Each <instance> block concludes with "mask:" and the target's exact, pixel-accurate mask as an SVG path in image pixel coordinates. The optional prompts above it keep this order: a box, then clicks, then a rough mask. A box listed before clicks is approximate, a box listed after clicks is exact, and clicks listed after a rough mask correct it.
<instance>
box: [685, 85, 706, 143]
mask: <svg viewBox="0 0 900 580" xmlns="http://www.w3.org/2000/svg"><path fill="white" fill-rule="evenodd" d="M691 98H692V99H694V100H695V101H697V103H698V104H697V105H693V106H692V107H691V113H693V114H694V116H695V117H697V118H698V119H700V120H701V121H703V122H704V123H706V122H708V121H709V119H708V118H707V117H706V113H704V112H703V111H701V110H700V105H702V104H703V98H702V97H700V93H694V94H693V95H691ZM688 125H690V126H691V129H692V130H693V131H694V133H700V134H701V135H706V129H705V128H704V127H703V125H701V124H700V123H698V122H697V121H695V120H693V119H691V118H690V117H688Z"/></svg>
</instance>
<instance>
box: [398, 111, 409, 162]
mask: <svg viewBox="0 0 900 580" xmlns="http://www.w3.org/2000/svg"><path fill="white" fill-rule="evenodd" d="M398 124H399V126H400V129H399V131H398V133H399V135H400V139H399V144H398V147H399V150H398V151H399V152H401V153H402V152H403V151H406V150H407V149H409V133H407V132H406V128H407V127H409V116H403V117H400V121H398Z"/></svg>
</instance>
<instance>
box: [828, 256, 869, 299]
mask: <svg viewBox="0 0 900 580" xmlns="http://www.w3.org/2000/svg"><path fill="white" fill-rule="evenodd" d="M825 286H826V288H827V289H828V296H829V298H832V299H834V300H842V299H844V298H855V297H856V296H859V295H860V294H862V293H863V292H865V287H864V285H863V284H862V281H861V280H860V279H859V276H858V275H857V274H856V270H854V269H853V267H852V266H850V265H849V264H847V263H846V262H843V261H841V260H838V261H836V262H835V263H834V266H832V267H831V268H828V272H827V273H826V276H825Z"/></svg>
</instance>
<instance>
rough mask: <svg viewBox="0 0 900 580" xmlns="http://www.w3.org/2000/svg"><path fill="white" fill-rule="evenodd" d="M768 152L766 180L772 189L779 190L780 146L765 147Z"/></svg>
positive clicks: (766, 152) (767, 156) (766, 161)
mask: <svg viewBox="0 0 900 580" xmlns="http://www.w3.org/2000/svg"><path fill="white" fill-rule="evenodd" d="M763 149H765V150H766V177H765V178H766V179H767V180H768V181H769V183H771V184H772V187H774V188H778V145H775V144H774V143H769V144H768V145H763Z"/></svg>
........
* EXERCISE AIM *
The material above must be output in full. Keep every word as it is.

* SOLUTION *
Each <instance> block concludes with "mask:" and the target's exact, pixel-accurate mask as an SVG path in image pixel coordinates. The optional prompts above it keep this order: a box, then clicks, then a rough mask. A box listed before clicks is approximate, a box listed after clicks is exact, and clicks listed after a rough mask correct it.
<instance>
box: [685, 85, 706, 143]
mask: <svg viewBox="0 0 900 580" xmlns="http://www.w3.org/2000/svg"><path fill="white" fill-rule="evenodd" d="M691 98H692V99H694V100H695V101H697V103H698V104H697V105H693V106H692V107H691V113H693V114H694V116H695V117H697V118H698V119H700V120H701V121H703V122H704V123H706V122H708V121H709V119H708V118H707V117H706V113H704V112H703V111H701V110H700V105H702V104H703V98H702V97H700V93H694V94H693V95H691ZM688 125H690V126H691V129H692V130H693V131H694V133H700V134H701V135H706V129H705V128H704V127H703V125H701V124H700V123H698V122H697V121H695V120H693V119H691V118H690V117H688Z"/></svg>
</instance>
<instance>
box: [398, 111, 409, 162]
mask: <svg viewBox="0 0 900 580" xmlns="http://www.w3.org/2000/svg"><path fill="white" fill-rule="evenodd" d="M398 124H399V126H400V129H399V131H398V133H399V135H400V139H399V144H398V147H399V150H398V151H399V152H401V153H402V152H403V151H406V150H407V149H409V133H407V132H406V128H407V127H409V116H403V117H400V121H398Z"/></svg>
</instance>
<instance>
box: [828, 256, 869, 299]
mask: <svg viewBox="0 0 900 580" xmlns="http://www.w3.org/2000/svg"><path fill="white" fill-rule="evenodd" d="M825 286H826V288H827V289H828V296H829V298H832V299H834V300H842V299H844V298H855V297H856V296H859V295H860V294H862V293H863V292H865V287H864V285H863V284H862V281H861V280H860V279H859V276H858V275H857V274H856V270H854V269H853V267H852V266H850V265H849V264H847V263H846V262H843V261H841V260H838V261H836V262H835V263H834V266H832V267H831V268H828V272H827V273H826V276H825Z"/></svg>
</instance>
<instance>
rough mask: <svg viewBox="0 0 900 580" xmlns="http://www.w3.org/2000/svg"><path fill="white" fill-rule="evenodd" d="M768 152L766 180L772 189L779 190L780 146L765 147Z"/></svg>
positive clicks: (766, 152) (767, 156) (766, 161)
mask: <svg viewBox="0 0 900 580" xmlns="http://www.w3.org/2000/svg"><path fill="white" fill-rule="evenodd" d="M763 149H765V150H766V177H765V178H766V179H767V180H768V181H769V183H771V184H772V187H774V188H778V145H775V144H774V143H769V144H768V145H763Z"/></svg>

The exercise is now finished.